Excerpt from a data file
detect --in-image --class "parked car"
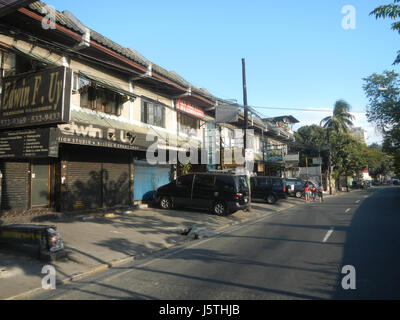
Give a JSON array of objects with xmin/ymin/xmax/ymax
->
[
  {"xmin": 250, "ymin": 177, "xmax": 287, "ymax": 204},
  {"xmin": 154, "ymin": 173, "xmax": 249, "ymax": 215},
  {"xmin": 285, "ymin": 178, "xmax": 306, "ymax": 198}
]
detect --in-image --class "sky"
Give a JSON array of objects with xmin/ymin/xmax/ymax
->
[{"xmin": 45, "ymin": 0, "xmax": 400, "ymax": 144}]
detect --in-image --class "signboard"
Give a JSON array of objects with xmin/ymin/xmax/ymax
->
[
  {"xmin": 267, "ymin": 150, "xmax": 283, "ymax": 162},
  {"xmin": 215, "ymin": 105, "xmax": 239, "ymax": 123},
  {"xmin": 176, "ymin": 99, "xmax": 204, "ymax": 119},
  {"xmin": 284, "ymin": 153, "xmax": 299, "ymax": 162},
  {"xmin": 0, "ymin": 67, "xmax": 72, "ymax": 129},
  {"xmin": 0, "ymin": 128, "xmax": 58, "ymax": 159},
  {"xmin": 55, "ymin": 121, "xmax": 152, "ymax": 150},
  {"xmin": 312, "ymin": 158, "xmax": 322, "ymax": 165}
]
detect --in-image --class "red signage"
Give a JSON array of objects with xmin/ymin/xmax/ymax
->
[{"xmin": 176, "ymin": 99, "xmax": 204, "ymax": 119}]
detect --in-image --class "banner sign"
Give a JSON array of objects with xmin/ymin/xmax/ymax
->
[
  {"xmin": 0, "ymin": 128, "xmax": 58, "ymax": 159},
  {"xmin": 55, "ymin": 121, "xmax": 152, "ymax": 150},
  {"xmin": 267, "ymin": 150, "xmax": 283, "ymax": 162},
  {"xmin": 215, "ymin": 105, "xmax": 239, "ymax": 123},
  {"xmin": 0, "ymin": 67, "xmax": 72, "ymax": 129},
  {"xmin": 176, "ymin": 99, "xmax": 204, "ymax": 119}
]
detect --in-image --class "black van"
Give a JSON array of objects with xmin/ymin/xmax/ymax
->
[
  {"xmin": 250, "ymin": 177, "xmax": 287, "ymax": 204},
  {"xmin": 154, "ymin": 173, "xmax": 249, "ymax": 215}
]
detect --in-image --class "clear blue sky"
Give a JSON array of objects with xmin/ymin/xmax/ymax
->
[{"xmin": 45, "ymin": 0, "xmax": 400, "ymax": 142}]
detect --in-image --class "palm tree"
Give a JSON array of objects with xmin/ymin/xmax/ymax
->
[
  {"xmin": 321, "ymin": 100, "xmax": 354, "ymax": 134},
  {"xmin": 320, "ymin": 100, "xmax": 354, "ymax": 194}
]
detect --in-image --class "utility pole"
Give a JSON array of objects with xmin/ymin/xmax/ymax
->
[
  {"xmin": 242, "ymin": 59, "xmax": 249, "ymax": 151},
  {"xmin": 242, "ymin": 58, "xmax": 251, "ymax": 211}
]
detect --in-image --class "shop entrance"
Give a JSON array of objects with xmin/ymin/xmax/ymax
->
[{"xmin": 31, "ymin": 161, "xmax": 50, "ymax": 207}]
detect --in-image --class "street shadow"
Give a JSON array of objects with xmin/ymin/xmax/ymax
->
[{"xmin": 333, "ymin": 187, "xmax": 400, "ymax": 300}]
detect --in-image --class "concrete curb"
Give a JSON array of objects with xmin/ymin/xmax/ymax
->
[{"xmin": 4, "ymin": 190, "xmax": 350, "ymax": 300}]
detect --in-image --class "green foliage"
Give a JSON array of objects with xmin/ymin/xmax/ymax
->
[
  {"xmin": 370, "ymin": 0, "xmax": 400, "ymax": 64},
  {"xmin": 331, "ymin": 132, "xmax": 368, "ymax": 176},
  {"xmin": 321, "ymin": 100, "xmax": 354, "ymax": 134},
  {"xmin": 363, "ymin": 70, "xmax": 400, "ymax": 176}
]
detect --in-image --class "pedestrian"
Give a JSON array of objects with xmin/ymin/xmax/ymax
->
[
  {"xmin": 318, "ymin": 183, "xmax": 324, "ymax": 202},
  {"xmin": 311, "ymin": 184, "xmax": 317, "ymax": 202},
  {"xmin": 304, "ymin": 183, "xmax": 310, "ymax": 203}
]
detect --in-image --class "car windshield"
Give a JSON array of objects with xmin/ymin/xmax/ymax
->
[{"xmin": 238, "ymin": 177, "xmax": 248, "ymax": 190}]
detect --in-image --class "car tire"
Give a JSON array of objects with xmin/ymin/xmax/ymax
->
[
  {"xmin": 211, "ymin": 201, "xmax": 228, "ymax": 216},
  {"xmin": 265, "ymin": 194, "xmax": 277, "ymax": 204},
  {"xmin": 160, "ymin": 197, "xmax": 172, "ymax": 210}
]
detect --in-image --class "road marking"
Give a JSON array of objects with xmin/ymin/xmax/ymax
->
[{"xmin": 322, "ymin": 228, "xmax": 335, "ymax": 242}]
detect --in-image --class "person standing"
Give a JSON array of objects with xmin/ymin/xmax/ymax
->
[
  {"xmin": 317, "ymin": 183, "xmax": 324, "ymax": 202},
  {"xmin": 304, "ymin": 183, "xmax": 310, "ymax": 203},
  {"xmin": 311, "ymin": 184, "xmax": 317, "ymax": 202}
]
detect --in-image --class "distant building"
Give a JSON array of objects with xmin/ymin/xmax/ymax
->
[{"xmin": 350, "ymin": 127, "xmax": 368, "ymax": 144}]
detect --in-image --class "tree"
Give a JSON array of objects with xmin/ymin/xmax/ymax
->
[
  {"xmin": 366, "ymin": 144, "xmax": 393, "ymax": 179},
  {"xmin": 370, "ymin": 0, "xmax": 400, "ymax": 64},
  {"xmin": 321, "ymin": 100, "xmax": 354, "ymax": 131},
  {"xmin": 331, "ymin": 132, "xmax": 367, "ymax": 190},
  {"xmin": 363, "ymin": 70, "xmax": 400, "ymax": 173},
  {"xmin": 321, "ymin": 100, "xmax": 354, "ymax": 194}
]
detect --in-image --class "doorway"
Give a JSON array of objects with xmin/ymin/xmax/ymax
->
[{"xmin": 31, "ymin": 160, "xmax": 50, "ymax": 207}]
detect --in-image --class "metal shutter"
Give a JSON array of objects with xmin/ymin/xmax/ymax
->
[
  {"xmin": 0, "ymin": 161, "xmax": 30, "ymax": 210},
  {"xmin": 103, "ymin": 151, "xmax": 130, "ymax": 207},
  {"xmin": 66, "ymin": 150, "xmax": 102, "ymax": 210}
]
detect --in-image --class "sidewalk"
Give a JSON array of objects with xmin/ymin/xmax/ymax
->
[{"xmin": 0, "ymin": 195, "xmax": 346, "ymax": 299}]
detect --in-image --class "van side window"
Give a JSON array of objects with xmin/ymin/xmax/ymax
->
[
  {"xmin": 272, "ymin": 179, "xmax": 283, "ymax": 187},
  {"xmin": 215, "ymin": 176, "xmax": 235, "ymax": 192},
  {"xmin": 177, "ymin": 174, "xmax": 193, "ymax": 188},
  {"xmin": 194, "ymin": 174, "xmax": 214, "ymax": 187}
]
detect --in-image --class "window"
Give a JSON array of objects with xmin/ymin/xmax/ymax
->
[
  {"xmin": 141, "ymin": 101, "xmax": 165, "ymax": 128},
  {"xmin": 176, "ymin": 174, "xmax": 193, "ymax": 188},
  {"xmin": 215, "ymin": 175, "xmax": 235, "ymax": 192},
  {"xmin": 194, "ymin": 174, "xmax": 214, "ymax": 187},
  {"xmin": 178, "ymin": 113, "xmax": 199, "ymax": 136},
  {"xmin": 79, "ymin": 84, "xmax": 123, "ymax": 116}
]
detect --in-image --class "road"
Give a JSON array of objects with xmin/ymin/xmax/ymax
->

CHALLENGE: Extract every line of the material above that contains the string "window".

REPLY TO THE TASK:
detect --in-image --class "van side window"
detect --in-image --class "window"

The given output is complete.